start Dataset records

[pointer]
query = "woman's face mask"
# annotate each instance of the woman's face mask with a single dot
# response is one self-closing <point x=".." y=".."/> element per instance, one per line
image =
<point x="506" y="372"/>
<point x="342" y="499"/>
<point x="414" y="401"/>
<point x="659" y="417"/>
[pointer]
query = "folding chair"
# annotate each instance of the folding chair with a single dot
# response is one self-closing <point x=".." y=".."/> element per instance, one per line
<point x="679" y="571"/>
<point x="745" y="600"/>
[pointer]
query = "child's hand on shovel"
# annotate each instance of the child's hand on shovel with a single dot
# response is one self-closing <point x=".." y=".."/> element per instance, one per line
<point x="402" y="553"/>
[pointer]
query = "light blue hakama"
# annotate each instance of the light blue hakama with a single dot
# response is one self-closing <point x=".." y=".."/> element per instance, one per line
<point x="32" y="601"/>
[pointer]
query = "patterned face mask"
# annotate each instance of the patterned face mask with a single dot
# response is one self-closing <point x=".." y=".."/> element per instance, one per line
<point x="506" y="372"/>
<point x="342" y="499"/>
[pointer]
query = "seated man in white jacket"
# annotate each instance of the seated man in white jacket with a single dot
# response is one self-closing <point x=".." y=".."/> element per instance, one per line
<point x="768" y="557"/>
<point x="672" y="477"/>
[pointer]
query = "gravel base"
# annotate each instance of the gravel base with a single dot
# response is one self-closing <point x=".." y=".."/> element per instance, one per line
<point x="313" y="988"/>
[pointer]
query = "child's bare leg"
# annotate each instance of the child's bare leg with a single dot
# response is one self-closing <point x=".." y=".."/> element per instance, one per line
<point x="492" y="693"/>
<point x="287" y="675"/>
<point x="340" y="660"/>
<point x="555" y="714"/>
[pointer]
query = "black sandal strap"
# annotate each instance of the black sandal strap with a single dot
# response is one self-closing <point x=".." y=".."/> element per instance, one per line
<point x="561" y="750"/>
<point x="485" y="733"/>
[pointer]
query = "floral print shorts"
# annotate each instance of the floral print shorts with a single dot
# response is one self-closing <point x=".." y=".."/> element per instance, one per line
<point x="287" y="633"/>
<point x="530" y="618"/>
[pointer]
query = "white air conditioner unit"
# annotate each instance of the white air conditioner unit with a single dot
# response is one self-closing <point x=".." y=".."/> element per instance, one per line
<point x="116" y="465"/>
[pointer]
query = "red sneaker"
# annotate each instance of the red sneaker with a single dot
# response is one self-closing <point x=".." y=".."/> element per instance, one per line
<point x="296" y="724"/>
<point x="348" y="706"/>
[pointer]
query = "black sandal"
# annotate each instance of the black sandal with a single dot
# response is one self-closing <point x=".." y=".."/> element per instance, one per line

end Dataset records

• _Given instruction_
Reproduce the material above, every line of it, exactly.

• _Answer below_
[pointer]
query = "woman's face mask"
# annotate each instance of the woman's face mask with a single dot
# response is one self-closing <point x=".." y=".."/> element per instance, one per line
image =
<point x="506" y="372"/>
<point x="342" y="499"/>
<point x="414" y="401"/>
<point x="659" y="417"/>
[pointer]
query = "folding chair"
# annotate each instance of the folding chair with a single dot
# response is one self-closing <point x=".." y=".."/> element per instance, one per line
<point x="679" y="571"/>
<point x="745" y="600"/>
[pointer]
query = "child's hand on shovel"
# annotate each instance of the child's hand on shovel with a single dot
# response is one self-closing <point x=".." y=".."/> element per instance, one per line
<point x="402" y="553"/>
[pointer]
query = "light blue hakama"
# annotate each instance of the light blue hakama with a single dot
# response is one self-closing <point x=".." y=".."/> element per instance, one per line
<point x="32" y="601"/>
[pointer]
query = "patterned face mask"
# annotate each instance of the patterned face mask with a single dot
# response is one self-closing <point x=".." y=".."/> element per instance, one per line
<point x="506" y="372"/>
<point x="342" y="499"/>
[pointer]
query = "seated man in white jacket"
# annotate each instance of the seated man in white jacket with a single dot
# response is one self-closing <point x=".." y=".."/> element per instance, one per line
<point x="768" y="557"/>
<point x="672" y="477"/>
[pointer]
query = "gravel base"
# annotate each instance of the gravel base with a single dot
# response is one self-closing <point x=".." y=".."/> element per instance, one per line
<point x="313" y="988"/>
[pointer]
query = "child's bare leg"
# annotate each instance of the child's bare leg with a single dot
# response is one self-closing <point x=".." y=".."/> element per instance, one per line
<point x="492" y="693"/>
<point x="287" y="675"/>
<point x="340" y="660"/>
<point x="555" y="714"/>
[pointer]
query = "black sandal strap"
# annotate each instance of the black sandal strap with a single dot
# response is one self-closing <point x=".." y=".."/> element per instance, one per line
<point x="561" y="750"/>
<point x="485" y="733"/>
[pointer]
query = "floral print shorts"
# annotate each instance of the floral print shorts with a single dot
# response is one self-closing <point x=".." y=".."/> element per instance, one per line
<point x="287" y="633"/>
<point x="530" y="618"/>
[pointer]
query = "white air conditioner unit"
# annotate each instance of the white air conditioner unit with a single dot
# response is one self-closing <point x=".." y=".."/> element per instance, one per line
<point x="116" y="465"/>
[pointer]
query = "red sneaker"
# annotate each instance of the red sneaker with a single dot
# response is one self-closing <point x=".." y=".."/> element per instance, one per line
<point x="296" y="724"/>
<point x="348" y="706"/>
[pointer]
query = "black sandal"
# annotate each instance of the black sandal with a single dot
# response is one self-closing <point x=".." y=".."/> element per instance, one per line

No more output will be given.